Material for this exercise:
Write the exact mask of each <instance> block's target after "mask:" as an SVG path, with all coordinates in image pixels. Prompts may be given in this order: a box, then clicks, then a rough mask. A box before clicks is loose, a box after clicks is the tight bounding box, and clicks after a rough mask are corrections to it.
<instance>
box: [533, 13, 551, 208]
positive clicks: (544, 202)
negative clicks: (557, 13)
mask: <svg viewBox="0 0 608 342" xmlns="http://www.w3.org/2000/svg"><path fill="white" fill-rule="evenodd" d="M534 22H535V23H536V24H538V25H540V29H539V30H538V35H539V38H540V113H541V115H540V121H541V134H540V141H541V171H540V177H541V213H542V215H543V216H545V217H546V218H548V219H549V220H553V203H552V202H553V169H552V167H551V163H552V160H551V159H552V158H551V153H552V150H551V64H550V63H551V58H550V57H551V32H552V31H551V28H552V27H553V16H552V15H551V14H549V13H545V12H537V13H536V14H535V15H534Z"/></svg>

What you have to do: Rewrite the lines above as a numbered list, leaving out any blank lines.

Expected output:
1. Write the exact mask of each <instance> block's target after "mask:" as an SVG path, with all coordinates in image pixels. Prompts may be given in this order: a box, then clicks, then a rough mask. A box before clicks is loose, a box after clicks is the tight bounding box, and clicks after a rough mask are corrections to it.
2. <instance>
3. box: [533, 13, 551, 208]
4. positive clicks: (544, 202)
5. negative clicks: (557, 13)
6. mask: <svg viewBox="0 0 608 342" xmlns="http://www.w3.org/2000/svg"><path fill="white" fill-rule="evenodd" d="M534 22H535V23H536V24H538V25H540V29H539V30H538V35H539V38H540V113H541V115H540V121H541V134H540V141H541V171H540V177H541V213H542V215H543V216H545V217H546V218H548V219H549V220H553V203H552V202H553V169H552V167H551V163H552V160H551V159H552V158H551V153H552V150H551V64H550V63H551V58H550V57H551V32H552V31H551V28H552V27H553V16H552V15H551V14H549V13H545V12H537V13H536V14H535V15H534Z"/></svg>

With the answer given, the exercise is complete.